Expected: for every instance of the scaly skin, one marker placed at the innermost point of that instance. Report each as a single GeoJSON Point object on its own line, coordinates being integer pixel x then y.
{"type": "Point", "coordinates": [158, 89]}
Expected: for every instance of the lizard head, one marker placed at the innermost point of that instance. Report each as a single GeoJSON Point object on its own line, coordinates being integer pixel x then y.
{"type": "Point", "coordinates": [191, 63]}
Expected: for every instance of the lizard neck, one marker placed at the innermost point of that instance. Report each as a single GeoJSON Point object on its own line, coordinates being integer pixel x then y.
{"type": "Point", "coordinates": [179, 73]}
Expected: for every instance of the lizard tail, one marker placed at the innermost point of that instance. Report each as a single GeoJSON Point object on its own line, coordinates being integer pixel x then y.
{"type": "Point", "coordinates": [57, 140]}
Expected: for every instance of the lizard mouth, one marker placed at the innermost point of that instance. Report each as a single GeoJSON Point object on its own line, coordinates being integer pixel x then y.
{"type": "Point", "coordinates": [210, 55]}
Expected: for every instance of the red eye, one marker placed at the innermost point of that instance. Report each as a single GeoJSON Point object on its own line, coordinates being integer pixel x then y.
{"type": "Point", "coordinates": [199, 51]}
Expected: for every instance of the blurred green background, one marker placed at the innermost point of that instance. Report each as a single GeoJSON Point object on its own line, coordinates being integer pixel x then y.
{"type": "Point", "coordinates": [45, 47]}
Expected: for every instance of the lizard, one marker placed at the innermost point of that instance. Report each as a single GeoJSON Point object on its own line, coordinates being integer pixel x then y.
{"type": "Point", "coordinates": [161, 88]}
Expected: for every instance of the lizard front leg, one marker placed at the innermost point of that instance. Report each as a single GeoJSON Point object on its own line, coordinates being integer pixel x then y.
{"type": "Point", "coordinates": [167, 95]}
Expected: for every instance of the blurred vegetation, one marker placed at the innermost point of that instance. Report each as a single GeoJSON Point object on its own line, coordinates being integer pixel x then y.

* Task brief
Update the rows above so that each "marker" becomes "dot". Keep everything else the same.

* Task result
Expected: for every instance of the scaly skin, one dot placed at the innermost point of that instance. Report each as a single GeoJSON Point object on its own line, coordinates being integer pixel x then y.
{"type": "Point", "coordinates": [158, 89]}
Expected: for every instance of the lizard head, one dot placed at the innermost point of that instance. Report each as a single GeoJSON Point object on its own line, coordinates being integer pixel x then y.
{"type": "Point", "coordinates": [191, 63]}
Expected: for every instance of the lizard neck, one dot placed at the innermost point of that instance. Report each as a single GeoJSON Point object on its own line, coordinates being integer pixel x then y.
{"type": "Point", "coordinates": [179, 73]}
Expected: for every instance of the lizard tail, one dot placed at the innermost point of that instance. Report each as a single GeoJSON Point object on its own line, coordinates being integer pixel x then y.
{"type": "Point", "coordinates": [57, 140]}
Expected: for every instance of the lizard mouth, one dot placed at the innermost point of that instance. Report each as a single GeoJSON Point object on its own line, coordinates being integer pixel x then y.
{"type": "Point", "coordinates": [210, 55]}
Expected: for every instance of the red eye, one dot placed at the innermost point of that instance. Report each as a single GeoJSON Point object on its own line, coordinates being integer pixel x then y.
{"type": "Point", "coordinates": [199, 51]}
Expected: for every instance of the blurred green background, one dot placed at the innermost point of that instance. Report each as a single GeoJSON Point object on its own line, coordinates being integer pixel x then y.
{"type": "Point", "coordinates": [45, 47]}
Expected: for every instance of the lizard, one dot placed at the innermost point of that instance. Report each as a single GeoJSON Point object on its own line, coordinates being integer pixel x then y.
{"type": "Point", "coordinates": [161, 88]}
Expected: for every instance of the lizard front leg, one dot placed at the innermost point of that instance. Report each as a single GeoJSON Point object on its own line, coordinates being integer pixel x then y.
{"type": "Point", "coordinates": [167, 95]}
Expected: for every instance of the blurred vegetation, one dot placed at the innermost point of that instance. Report each as a single GeoJSON Point object on its own line, coordinates being integer pixel x then y.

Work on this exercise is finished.